Records excerpted from a collection:
----------------
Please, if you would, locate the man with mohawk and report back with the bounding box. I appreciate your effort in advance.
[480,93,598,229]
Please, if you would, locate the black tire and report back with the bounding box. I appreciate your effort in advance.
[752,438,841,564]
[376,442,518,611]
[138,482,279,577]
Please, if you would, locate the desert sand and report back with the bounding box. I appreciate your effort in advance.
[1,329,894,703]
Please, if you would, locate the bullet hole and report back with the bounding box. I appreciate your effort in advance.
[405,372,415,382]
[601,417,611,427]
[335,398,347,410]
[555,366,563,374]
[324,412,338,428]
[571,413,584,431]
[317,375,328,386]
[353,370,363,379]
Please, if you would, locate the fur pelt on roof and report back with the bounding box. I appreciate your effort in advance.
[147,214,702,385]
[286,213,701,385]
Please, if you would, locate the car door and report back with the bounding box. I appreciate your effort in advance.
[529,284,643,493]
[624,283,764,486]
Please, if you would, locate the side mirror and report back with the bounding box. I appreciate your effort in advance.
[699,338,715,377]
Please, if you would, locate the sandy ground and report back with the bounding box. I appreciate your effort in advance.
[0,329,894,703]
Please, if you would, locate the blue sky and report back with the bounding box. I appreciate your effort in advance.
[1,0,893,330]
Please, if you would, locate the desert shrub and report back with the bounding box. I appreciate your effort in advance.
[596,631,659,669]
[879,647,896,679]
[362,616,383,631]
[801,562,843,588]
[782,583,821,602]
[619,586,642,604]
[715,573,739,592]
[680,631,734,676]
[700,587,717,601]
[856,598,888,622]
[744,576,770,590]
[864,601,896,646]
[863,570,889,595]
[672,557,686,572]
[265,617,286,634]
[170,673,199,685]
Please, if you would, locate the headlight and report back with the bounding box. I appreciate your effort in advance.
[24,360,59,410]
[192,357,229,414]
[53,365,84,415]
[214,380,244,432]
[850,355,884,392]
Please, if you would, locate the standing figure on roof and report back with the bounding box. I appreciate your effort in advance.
----------------
A faithful copy of all the records is required.

Result
Please, if you would, locate the man with mohawk and report back with the bounding box. I appreciate your effort in advance.
[480,93,598,229]
Please, if you would, locate the black tire and report back with the bounding box. I appreciate your effort in advance.
[752,438,841,564]
[376,442,518,611]
[138,482,279,577]
Please, if you would, locate the desert sand and report back with the bounding box. I appreciate your effort in advance.
[1,329,894,703]
Please, if you would, locate the bullet hole and report back with the bounding box. I appreciate your effort in advance.
[405,372,415,382]
[601,417,611,427]
[335,398,347,410]
[555,366,563,374]
[324,412,338,428]
[571,413,584,431]
[317,375,328,386]
[353,370,363,379]
Please, if you would, locate the fur pelt on roof and report back with the bounding box. I appreciate your effort in advance.
[147,214,702,385]
[286,213,701,385]
Please, if you would, locate the car door and report back with the bounding box. I appreciate your effort in advance.
[529,284,643,493]
[624,283,764,486]
Please, if you would, locate the side mirror and report back with the bounding box. I appreciate your effort in advance.
[699,338,715,377]
Please, if you would, locate the sandy ground and report back with the bounding box. I appreciate your effort in advance.
[0,329,894,703]
Please, if you would, locate the blue sky and report back with the bounding box. I appreciate your effort in advance.
[1,0,893,330]
Please, if you would, locate the desert shrub and report back with the bounding box. I appreciate your effort in advance.
[596,631,659,669]
[879,647,896,679]
[362,616,383,631]
[801,562,843,588]
[782,583,821,602]
[619,586,642,604]
[715,573,739,592]
[680,631,734,676]
[700,587,717,601]
[856,598,888,622]
[744,576,770,590]
[864,601,896,646]
[863,570,889,595]
[672,557,686,572]
[265,617,286,634]
[170,673,199,685]
Please, if you would, locate the headlight and report back with the bounding box. I appreciate your effort in advance.
[24,360,59,410]
[192,357,229,414]
[53,365,84,415]
[214,380,244,432]
[850,355,884,392]
Please, if you would, locate the standing figure on roof and report back with the bounding box. I appreciate your effort in advance.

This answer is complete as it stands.